■ DO THIS
Tally how many lines in the entries below contain the string "road", with uppercase and lowercase treated as different. Reply with the number alone.

■ RECORDS SHOWN
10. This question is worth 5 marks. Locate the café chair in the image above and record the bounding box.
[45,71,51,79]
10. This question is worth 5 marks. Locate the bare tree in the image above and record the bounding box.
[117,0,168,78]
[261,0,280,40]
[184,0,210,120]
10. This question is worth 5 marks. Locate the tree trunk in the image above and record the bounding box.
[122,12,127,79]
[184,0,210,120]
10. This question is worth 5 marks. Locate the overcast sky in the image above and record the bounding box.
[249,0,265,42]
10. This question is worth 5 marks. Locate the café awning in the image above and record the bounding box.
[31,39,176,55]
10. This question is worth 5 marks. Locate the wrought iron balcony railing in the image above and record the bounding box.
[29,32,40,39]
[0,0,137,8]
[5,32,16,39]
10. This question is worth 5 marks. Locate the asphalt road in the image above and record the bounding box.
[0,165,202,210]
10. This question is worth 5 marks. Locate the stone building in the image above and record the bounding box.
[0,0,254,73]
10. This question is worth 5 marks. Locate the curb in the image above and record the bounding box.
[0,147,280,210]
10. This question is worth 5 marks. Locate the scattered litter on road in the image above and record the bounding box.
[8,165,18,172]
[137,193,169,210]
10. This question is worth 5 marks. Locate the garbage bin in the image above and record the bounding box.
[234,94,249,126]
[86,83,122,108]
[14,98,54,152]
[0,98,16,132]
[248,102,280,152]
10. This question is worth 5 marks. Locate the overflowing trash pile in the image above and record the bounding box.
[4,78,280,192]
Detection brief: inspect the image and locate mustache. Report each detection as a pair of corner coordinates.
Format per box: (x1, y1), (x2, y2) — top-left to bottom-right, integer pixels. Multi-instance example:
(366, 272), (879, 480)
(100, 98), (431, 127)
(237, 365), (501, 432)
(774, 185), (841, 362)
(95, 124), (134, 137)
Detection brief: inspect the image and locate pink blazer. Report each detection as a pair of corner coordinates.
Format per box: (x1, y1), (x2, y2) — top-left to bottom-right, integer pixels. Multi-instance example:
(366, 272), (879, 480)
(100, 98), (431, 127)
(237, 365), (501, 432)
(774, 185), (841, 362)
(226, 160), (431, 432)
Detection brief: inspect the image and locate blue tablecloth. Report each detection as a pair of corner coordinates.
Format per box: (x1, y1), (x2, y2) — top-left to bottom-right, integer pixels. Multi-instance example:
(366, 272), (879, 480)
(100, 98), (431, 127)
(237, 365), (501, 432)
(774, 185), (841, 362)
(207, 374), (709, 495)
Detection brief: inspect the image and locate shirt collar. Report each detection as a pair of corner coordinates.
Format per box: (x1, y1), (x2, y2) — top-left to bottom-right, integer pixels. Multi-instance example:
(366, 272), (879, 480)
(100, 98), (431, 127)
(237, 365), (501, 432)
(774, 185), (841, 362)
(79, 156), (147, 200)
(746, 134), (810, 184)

■ RESULT
2